* What is being asked
The output must reproduce each line of the data word for word.

Start of Task data

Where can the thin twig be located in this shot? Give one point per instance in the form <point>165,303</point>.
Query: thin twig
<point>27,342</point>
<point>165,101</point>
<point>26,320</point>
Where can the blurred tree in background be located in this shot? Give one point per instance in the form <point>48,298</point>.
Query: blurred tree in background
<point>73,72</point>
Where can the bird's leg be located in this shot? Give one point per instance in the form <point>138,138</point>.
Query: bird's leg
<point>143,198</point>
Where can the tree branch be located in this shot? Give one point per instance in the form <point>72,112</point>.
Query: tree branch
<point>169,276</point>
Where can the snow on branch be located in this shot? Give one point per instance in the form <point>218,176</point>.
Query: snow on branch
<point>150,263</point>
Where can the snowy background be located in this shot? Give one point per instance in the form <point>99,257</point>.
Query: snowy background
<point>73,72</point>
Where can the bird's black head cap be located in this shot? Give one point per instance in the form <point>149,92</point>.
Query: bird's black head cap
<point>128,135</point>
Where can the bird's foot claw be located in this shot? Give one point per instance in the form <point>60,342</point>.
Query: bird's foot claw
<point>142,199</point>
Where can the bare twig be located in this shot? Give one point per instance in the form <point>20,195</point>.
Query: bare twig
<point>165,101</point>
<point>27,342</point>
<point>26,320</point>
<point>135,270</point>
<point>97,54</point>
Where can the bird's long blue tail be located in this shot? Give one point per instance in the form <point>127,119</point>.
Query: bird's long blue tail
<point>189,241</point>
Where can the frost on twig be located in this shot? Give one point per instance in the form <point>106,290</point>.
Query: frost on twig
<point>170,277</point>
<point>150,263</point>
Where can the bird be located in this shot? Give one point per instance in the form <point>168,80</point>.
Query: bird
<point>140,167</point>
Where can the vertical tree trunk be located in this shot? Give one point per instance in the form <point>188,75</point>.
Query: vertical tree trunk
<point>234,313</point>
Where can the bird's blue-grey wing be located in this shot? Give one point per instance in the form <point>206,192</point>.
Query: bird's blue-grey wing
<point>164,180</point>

End of Task data

* Solved problem
Where can the thin twig be located in this shot? Give one point per instance in the form <point>165,303</point>.
Query: thin twig
<point>27,342</point>
<point>165,101</point>
<point>26,320</point>
Where can the blurred tree in background be located in this shot? Give one point per instance in the form <point>48,298</point>.
Query: blurred tree in background
<point>73,72</point>
Where can the bird's leg be located in this shot? Give one point per instance in the form <point>138,138</point>.
Query: bird's leg
<point>143,198</point>
Where can the tree branch be located in this shot? Give one point per instance in the form <point>72,112</point>.
Query: tree branch
<point>169,276</point>
Where can the snow on branch be located in this shot? Give one point per instance in the form <point>218,176</point>.
Query: snow on branch
<point>150,263</point>
Where can the snowy background be located in this shot? Give one point per instance in the form <point>99,257</point>.
Query: snowy background
<point>73,72</point>
Where can the bird's black head cap be located in this shot? Give one point per instance in the form <point>149,92</point>.
Query: bird's black head cap
<point>128,135</point>
Where can the bird's foot claw be located in this shot? Give one point per instance in the form <point>60,342</point>.
Query: bird's foot claw
<point>142,199</point>
Where can the bare twig be located in this shot? Give one point per instance in the form <point>20,195</point>.
Query: bare twig
<point>165,101</point>
<point>27,342</point>
<point>26,320</point>
<point>135,270</point>
<point>97,54</point>
Where can the bird's long blue tail be located in this shot? Give one point per instance in the form <point>127,119</point>.
Query: bird's long blue tail
<point>189,241</point>
Where can the frost on twig be located in this shot? Give one point per instance in the form <point>106,290</point>.
Query: frost on twig
<point>170,277</point>
<point>150,263</point>
Where can the bird be located in this shot? Give one point per instance in the form <point>168,80</point>.
Query: bird
<point>140,167</point>
Where can the vertical tree trunk be located in this shot? Give one point per instance in the form <point>188,75</point>.
Query: vertical tree trunk
<point>234,313</point>
Where can the bird's blue-grey wing be located in this shot? Give one point per instance in the form <point>206,192</point>.
Query: bird's blue-grey wing
<point>164,180</point>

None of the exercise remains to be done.